(Point annotation dataset records)
^^^^
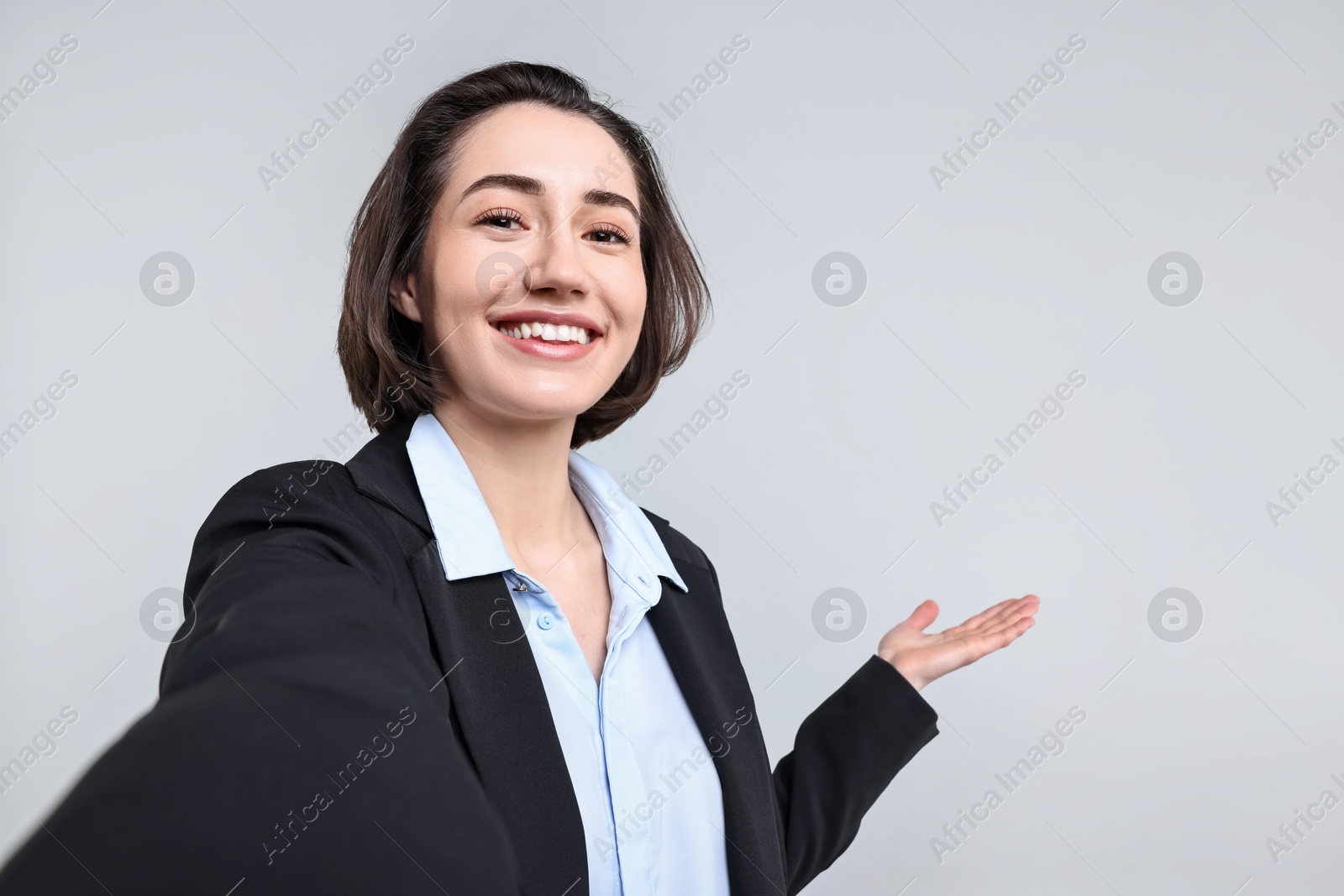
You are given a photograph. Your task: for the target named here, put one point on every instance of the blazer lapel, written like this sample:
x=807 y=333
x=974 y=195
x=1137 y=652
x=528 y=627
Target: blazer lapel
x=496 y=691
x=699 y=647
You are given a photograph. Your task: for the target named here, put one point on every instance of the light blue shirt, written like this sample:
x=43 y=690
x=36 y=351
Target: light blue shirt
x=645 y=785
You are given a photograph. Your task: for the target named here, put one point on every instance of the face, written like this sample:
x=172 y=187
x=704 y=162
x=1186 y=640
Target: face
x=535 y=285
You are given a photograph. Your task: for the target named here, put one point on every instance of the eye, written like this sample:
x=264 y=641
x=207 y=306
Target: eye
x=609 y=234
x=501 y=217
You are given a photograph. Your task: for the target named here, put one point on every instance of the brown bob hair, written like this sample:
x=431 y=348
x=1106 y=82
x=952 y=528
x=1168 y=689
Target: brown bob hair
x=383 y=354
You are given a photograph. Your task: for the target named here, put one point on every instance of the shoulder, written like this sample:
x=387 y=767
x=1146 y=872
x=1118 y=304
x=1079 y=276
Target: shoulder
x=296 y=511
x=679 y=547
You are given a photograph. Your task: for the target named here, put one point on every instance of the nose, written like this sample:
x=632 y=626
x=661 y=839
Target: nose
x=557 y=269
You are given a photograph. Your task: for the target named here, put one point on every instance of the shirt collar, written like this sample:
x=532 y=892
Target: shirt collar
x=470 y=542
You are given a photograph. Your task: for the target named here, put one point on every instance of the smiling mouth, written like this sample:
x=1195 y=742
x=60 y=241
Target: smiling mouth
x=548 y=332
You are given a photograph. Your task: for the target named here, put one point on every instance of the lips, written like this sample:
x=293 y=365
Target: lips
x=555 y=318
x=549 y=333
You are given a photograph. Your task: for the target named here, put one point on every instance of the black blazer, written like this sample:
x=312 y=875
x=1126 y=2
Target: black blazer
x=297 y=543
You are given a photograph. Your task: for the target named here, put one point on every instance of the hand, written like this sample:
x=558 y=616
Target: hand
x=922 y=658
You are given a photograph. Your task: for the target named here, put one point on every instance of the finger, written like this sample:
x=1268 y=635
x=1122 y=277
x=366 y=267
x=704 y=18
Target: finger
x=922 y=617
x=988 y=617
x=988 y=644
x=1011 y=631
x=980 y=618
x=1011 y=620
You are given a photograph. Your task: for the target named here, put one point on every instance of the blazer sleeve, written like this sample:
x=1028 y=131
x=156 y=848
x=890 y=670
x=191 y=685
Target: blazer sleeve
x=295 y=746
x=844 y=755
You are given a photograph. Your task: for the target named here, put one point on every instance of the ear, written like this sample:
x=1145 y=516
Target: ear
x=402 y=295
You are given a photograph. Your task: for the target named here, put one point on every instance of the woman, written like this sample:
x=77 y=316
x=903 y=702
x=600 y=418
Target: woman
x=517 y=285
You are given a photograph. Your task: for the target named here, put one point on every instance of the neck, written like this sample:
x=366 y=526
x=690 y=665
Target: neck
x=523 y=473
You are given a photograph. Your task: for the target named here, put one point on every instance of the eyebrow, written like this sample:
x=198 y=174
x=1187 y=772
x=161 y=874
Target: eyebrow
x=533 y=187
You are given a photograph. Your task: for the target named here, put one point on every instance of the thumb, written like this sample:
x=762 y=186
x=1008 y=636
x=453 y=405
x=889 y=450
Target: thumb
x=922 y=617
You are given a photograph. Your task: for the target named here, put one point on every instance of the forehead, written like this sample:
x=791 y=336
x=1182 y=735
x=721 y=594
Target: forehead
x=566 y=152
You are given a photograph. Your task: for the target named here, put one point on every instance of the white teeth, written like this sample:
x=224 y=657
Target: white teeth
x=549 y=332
^^^^
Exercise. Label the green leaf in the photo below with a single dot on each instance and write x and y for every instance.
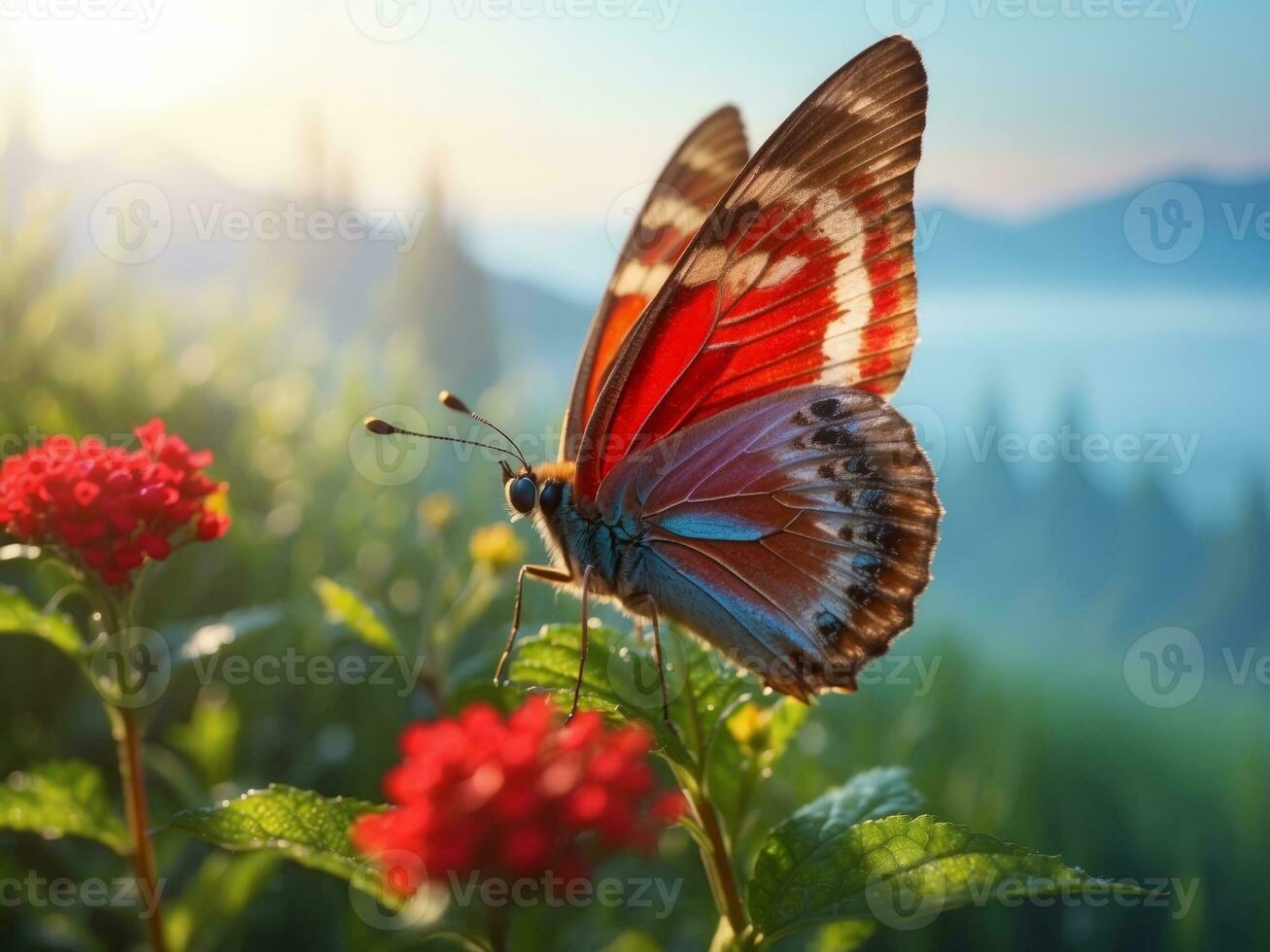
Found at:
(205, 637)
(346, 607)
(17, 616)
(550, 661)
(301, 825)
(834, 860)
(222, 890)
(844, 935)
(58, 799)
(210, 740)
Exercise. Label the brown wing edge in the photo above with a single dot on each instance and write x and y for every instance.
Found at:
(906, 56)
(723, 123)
^^^^
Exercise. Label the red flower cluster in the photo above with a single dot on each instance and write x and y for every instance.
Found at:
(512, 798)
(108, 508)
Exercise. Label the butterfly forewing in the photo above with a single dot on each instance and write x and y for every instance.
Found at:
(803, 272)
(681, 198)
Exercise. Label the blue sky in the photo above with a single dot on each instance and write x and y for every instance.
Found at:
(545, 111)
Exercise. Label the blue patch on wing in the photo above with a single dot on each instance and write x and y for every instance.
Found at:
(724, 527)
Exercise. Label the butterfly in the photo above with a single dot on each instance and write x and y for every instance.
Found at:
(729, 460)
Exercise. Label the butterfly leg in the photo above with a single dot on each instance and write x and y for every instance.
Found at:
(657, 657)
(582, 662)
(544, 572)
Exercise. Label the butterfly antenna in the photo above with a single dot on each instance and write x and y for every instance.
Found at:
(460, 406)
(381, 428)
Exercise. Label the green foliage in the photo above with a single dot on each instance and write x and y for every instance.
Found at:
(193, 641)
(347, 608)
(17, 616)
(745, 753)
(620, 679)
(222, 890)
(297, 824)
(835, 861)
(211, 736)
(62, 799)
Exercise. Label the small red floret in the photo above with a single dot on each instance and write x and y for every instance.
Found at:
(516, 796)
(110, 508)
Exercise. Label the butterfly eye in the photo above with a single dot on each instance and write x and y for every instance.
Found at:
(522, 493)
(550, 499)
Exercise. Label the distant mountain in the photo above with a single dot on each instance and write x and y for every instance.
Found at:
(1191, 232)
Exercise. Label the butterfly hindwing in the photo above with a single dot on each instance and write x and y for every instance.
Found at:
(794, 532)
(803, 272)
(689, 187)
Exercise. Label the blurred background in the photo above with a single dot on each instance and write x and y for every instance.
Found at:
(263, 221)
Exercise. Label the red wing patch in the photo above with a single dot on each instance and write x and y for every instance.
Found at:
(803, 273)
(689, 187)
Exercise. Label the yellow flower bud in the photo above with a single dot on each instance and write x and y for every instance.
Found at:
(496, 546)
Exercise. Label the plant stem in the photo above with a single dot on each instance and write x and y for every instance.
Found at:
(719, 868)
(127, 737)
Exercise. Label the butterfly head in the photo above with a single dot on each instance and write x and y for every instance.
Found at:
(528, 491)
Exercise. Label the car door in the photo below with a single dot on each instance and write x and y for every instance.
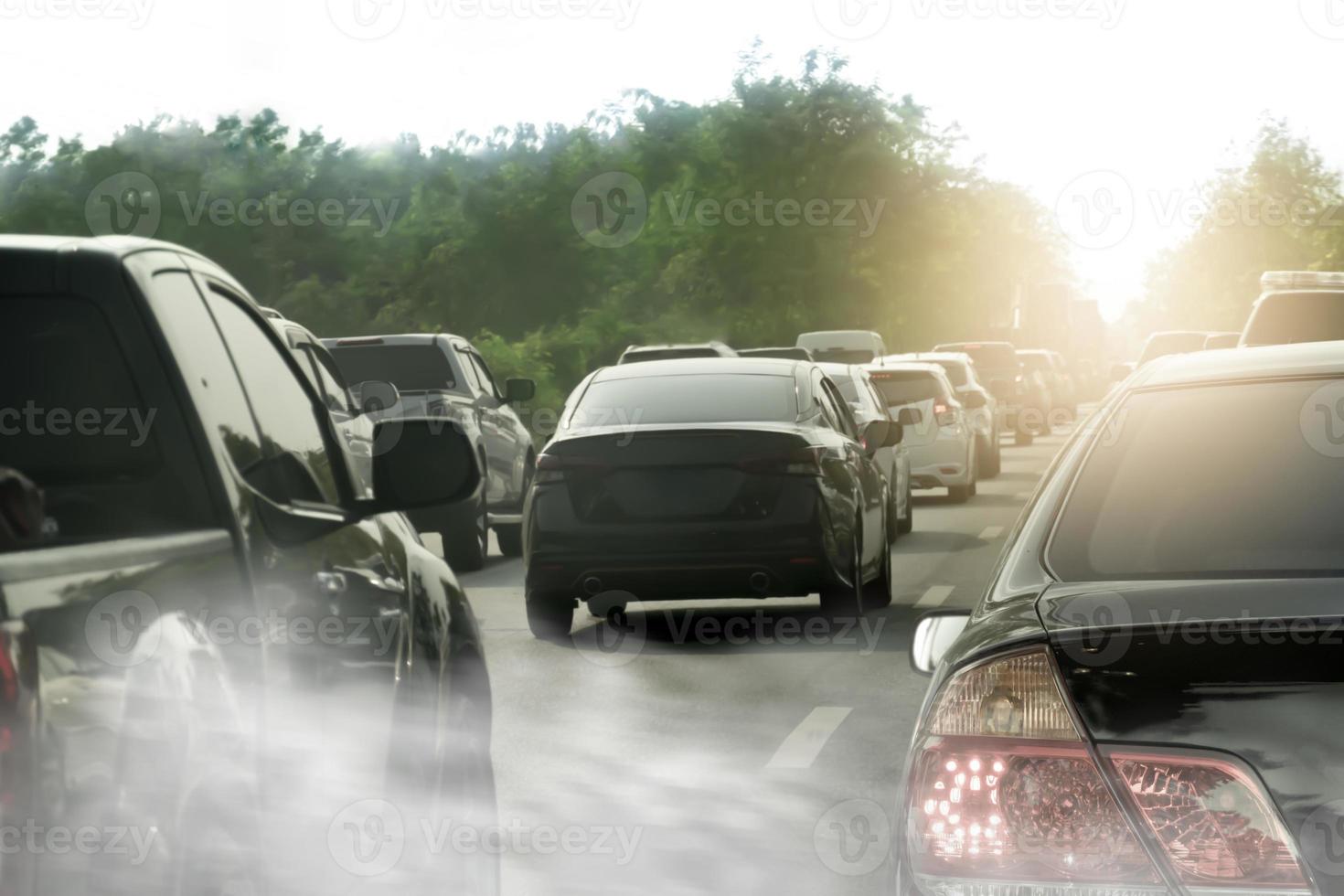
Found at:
^^^^
Set problem
Rewrite the rows starting at the line that contains "the ear, written" and ending at the line that contains "x=549 y=332", with "sample" replaced by "example" and everything else left as it is.

Final result
You are given a photograph. Your task: for the target named here, put one point on every instance of the ear, written like this example:
x=1145 y=516
Target: ear
x=402 y=295
You are given a photograph. Your task: for the target named here, put one point on every instance of the woman, written like this example:
x=77 y=316
x=903 y=702
x=600 y=418
Target: woman
x=517 y=285
You are given a photograph. Your task: for the target named here, put one point on every instance of the neck, written like this example:
x=366 y=526
x=690 y=665
Target: neck
x=523 y=473
You are given a photograph. Your task: for the target named here, put one point on every instance of the eyebrow, written like this example:
x=198 y=174
x=1187 y=772
x=161 y=874
Target: eyebrow
x=533 y=187
You are given a photograph. Your task: for the target named here, put one point on every instance of the thumb, written like this example:
x=762 y=186
x=1008 y=636
x=453 y=405
x=889 y=450
Target: thumb
x=922 y=617
You are given a photograph. Your task: for the target named here, put one point on every instance of the forehead, written like this example:
x=791 y=336
x=1182 y=735
x=721 y=594
Target: forehead
x=566 y=152
You are given a photograph. Your task: for the target named here, put one point on every instance of the white teeth, written like this example:
x=224 y=657
Target: white teeth
x=549 y=332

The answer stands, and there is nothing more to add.